_DATA SUPPLIED_:

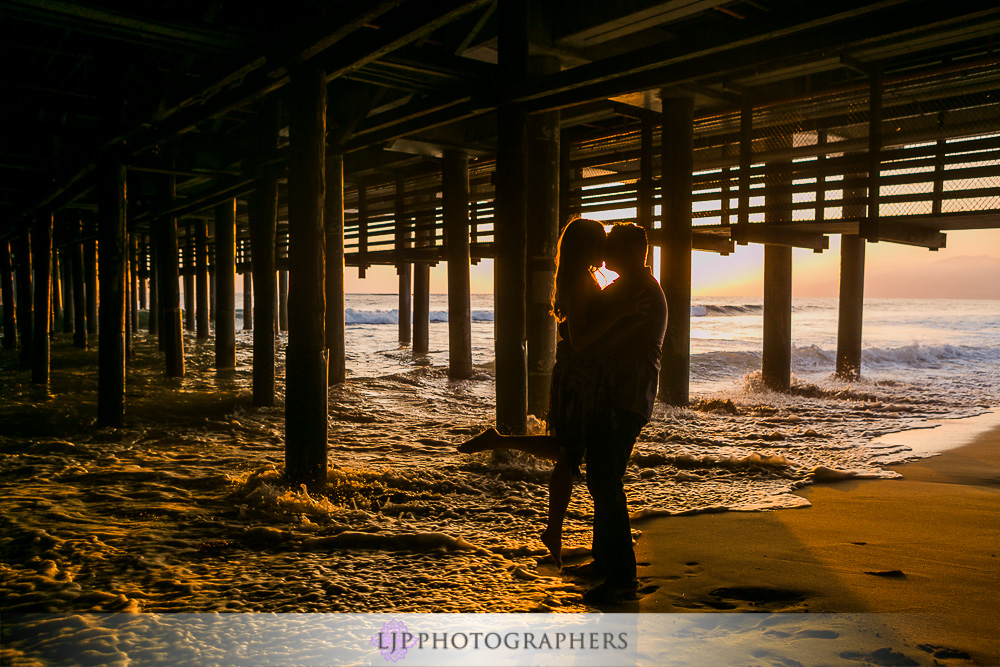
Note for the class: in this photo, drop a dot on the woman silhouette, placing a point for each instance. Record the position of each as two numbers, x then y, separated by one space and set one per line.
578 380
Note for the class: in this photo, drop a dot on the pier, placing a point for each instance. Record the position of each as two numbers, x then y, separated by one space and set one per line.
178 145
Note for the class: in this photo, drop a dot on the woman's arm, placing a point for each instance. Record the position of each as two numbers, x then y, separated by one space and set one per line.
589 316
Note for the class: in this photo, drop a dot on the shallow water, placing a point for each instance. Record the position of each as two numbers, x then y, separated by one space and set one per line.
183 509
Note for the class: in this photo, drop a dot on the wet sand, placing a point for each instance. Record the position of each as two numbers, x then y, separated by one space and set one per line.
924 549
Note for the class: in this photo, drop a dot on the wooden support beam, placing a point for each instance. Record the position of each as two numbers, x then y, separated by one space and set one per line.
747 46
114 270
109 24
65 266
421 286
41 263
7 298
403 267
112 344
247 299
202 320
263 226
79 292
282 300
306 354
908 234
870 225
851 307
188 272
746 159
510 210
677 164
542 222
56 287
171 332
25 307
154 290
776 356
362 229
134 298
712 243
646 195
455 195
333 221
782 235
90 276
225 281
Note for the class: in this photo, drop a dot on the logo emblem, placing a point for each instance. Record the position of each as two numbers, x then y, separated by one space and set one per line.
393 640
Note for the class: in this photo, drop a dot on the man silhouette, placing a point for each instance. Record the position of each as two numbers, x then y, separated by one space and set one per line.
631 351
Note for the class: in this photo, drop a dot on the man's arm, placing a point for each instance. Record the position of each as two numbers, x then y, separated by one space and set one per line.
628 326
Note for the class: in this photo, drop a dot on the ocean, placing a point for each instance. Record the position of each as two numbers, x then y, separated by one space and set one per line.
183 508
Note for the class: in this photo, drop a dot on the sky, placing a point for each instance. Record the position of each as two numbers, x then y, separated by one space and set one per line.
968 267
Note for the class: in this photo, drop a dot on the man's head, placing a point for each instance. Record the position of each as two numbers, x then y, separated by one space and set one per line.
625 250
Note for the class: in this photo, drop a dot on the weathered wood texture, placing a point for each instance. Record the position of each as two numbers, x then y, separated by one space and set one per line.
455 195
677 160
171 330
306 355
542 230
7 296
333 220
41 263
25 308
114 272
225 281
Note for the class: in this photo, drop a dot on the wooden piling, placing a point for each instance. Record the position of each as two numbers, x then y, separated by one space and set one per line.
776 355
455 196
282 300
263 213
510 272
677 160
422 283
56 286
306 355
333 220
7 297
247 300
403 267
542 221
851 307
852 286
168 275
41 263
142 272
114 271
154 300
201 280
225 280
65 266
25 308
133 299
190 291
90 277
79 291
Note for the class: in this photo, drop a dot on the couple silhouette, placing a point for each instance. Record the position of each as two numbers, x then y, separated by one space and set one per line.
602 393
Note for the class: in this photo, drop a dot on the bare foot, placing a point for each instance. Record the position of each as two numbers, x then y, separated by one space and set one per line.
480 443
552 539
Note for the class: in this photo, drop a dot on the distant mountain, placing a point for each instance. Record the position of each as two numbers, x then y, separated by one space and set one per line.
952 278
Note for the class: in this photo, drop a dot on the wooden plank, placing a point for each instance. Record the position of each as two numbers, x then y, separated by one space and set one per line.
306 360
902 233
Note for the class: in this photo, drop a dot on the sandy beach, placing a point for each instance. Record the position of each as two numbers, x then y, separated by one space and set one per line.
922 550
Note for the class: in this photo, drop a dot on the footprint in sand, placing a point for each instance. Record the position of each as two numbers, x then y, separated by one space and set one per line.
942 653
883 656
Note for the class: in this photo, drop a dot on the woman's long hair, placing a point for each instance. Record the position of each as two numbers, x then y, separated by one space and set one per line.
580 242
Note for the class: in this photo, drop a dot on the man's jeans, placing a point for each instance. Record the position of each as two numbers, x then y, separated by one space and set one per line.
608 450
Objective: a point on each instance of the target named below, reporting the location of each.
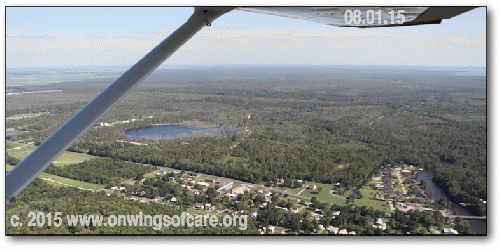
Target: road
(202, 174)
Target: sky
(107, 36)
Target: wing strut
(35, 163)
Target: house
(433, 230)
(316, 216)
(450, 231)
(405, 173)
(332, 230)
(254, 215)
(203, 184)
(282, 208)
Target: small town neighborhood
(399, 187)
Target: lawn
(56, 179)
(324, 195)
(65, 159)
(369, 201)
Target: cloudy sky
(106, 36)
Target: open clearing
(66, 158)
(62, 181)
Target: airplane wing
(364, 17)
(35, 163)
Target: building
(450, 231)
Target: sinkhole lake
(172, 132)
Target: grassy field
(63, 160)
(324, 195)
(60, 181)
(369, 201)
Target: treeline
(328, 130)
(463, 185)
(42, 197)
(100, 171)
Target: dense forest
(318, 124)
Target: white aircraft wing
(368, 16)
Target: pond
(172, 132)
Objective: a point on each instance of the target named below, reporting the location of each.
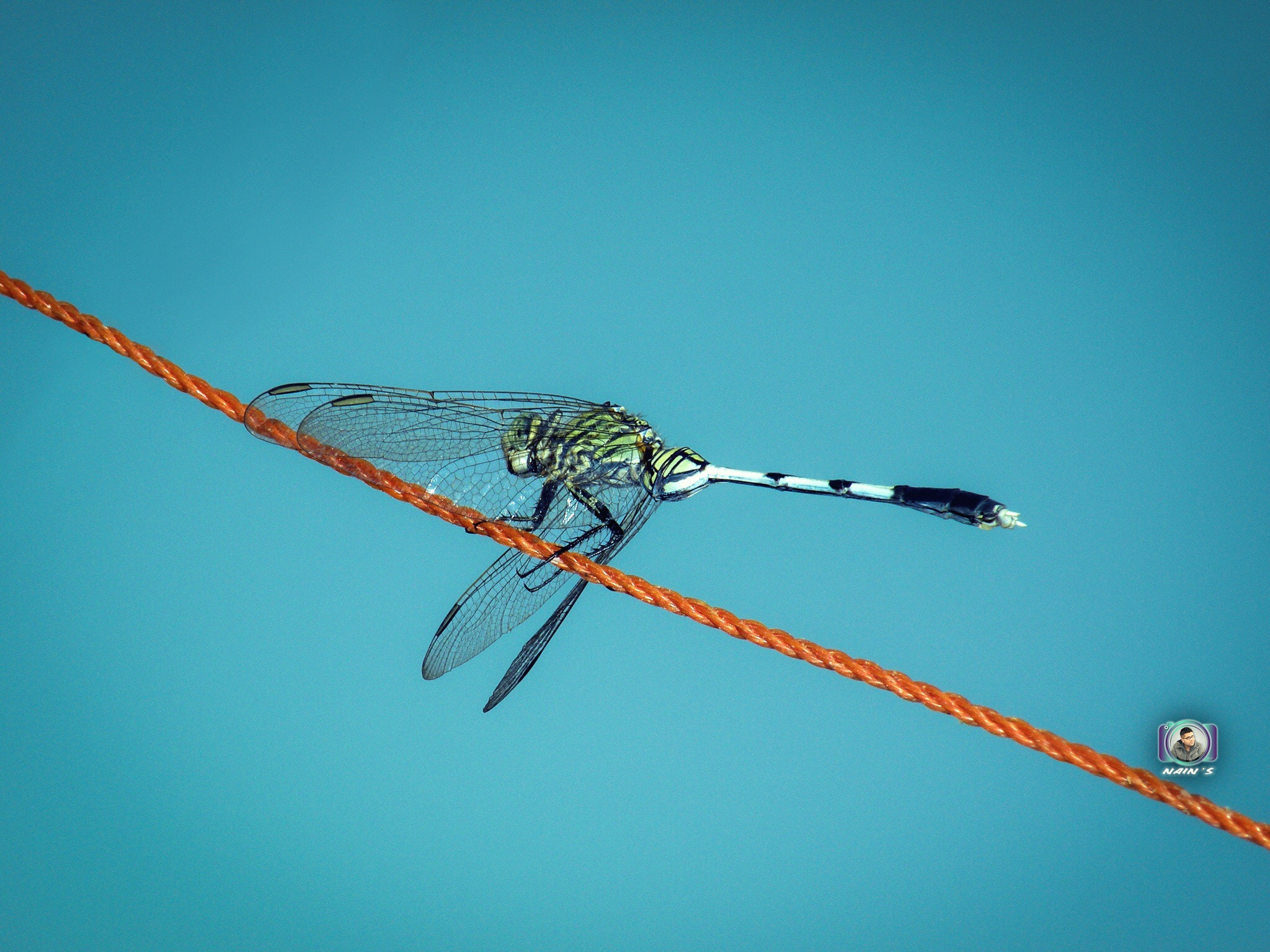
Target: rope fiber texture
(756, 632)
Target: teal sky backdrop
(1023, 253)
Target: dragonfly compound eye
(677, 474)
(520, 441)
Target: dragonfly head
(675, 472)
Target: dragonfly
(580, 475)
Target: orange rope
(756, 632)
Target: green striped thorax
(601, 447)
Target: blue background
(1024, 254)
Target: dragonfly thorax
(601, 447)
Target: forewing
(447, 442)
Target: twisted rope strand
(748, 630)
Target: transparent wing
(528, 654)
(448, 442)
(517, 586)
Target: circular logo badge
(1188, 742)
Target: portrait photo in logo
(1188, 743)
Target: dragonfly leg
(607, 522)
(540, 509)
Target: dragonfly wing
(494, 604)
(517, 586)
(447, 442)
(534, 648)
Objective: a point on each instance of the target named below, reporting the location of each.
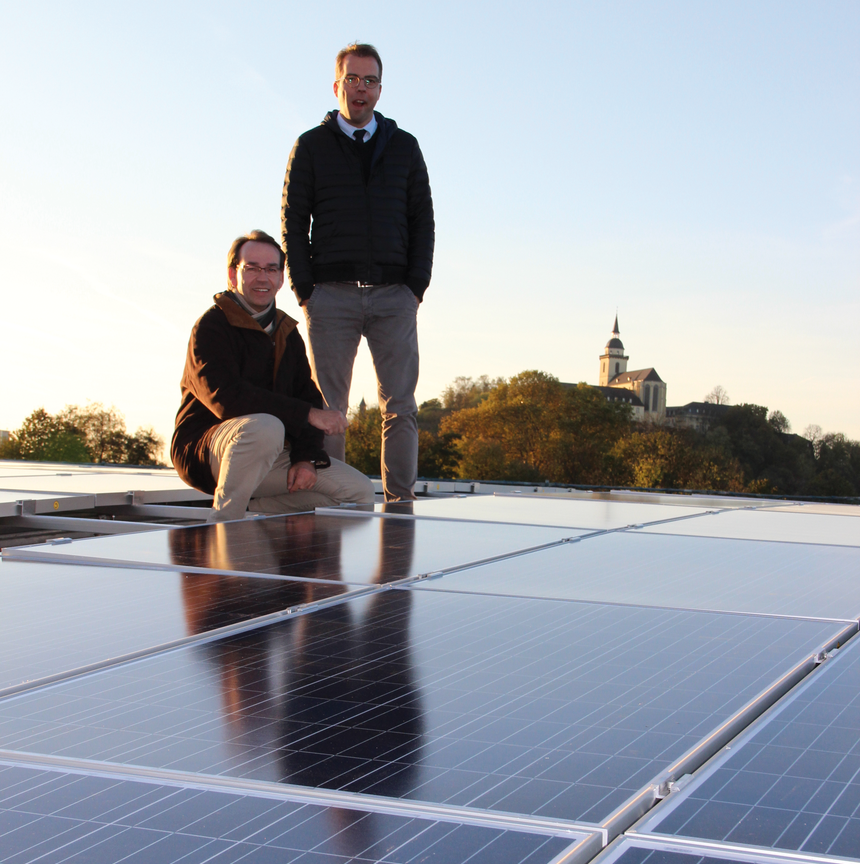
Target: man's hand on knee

...

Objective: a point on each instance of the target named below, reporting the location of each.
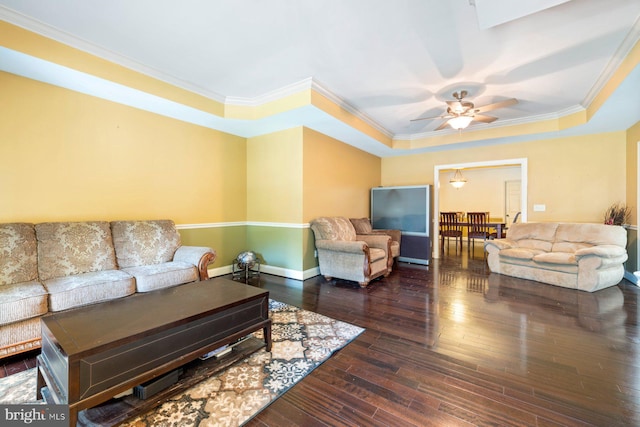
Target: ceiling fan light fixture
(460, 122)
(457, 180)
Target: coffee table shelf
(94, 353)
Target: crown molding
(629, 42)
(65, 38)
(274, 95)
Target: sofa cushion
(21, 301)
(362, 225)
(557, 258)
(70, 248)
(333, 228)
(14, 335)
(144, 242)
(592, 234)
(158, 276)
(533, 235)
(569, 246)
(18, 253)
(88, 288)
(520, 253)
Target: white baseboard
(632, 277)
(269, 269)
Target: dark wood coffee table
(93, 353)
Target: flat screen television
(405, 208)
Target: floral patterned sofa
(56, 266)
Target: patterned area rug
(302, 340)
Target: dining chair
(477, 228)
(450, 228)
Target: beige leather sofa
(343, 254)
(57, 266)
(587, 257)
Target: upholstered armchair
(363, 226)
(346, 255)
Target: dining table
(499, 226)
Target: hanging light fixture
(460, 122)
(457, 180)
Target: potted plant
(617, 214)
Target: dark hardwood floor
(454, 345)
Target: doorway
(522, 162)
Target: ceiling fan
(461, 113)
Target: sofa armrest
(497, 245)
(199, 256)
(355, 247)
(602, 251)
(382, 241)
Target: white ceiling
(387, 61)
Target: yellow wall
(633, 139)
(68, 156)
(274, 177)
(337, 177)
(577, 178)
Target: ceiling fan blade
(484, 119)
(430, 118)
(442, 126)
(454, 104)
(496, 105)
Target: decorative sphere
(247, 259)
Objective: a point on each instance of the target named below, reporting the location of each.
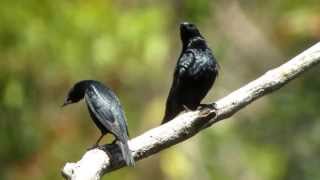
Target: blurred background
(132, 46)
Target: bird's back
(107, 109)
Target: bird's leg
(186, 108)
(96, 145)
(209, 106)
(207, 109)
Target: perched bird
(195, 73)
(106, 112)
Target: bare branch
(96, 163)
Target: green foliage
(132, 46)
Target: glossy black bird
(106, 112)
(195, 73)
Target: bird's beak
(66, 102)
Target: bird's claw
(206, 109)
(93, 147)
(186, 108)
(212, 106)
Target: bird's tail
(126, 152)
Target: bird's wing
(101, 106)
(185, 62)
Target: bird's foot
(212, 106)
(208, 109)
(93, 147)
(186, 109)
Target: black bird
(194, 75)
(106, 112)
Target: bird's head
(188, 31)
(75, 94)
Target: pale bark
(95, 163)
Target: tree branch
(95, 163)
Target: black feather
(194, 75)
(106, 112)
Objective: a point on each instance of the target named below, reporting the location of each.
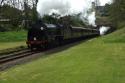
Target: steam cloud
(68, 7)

_GIVEN EXERCISE_:
Gather every line in the material above that contains the word "dark", and copy each one out in full.

_RESULT FOR THIS TASK_:
Target: dark wood coffee table
Target: dark hardwood floor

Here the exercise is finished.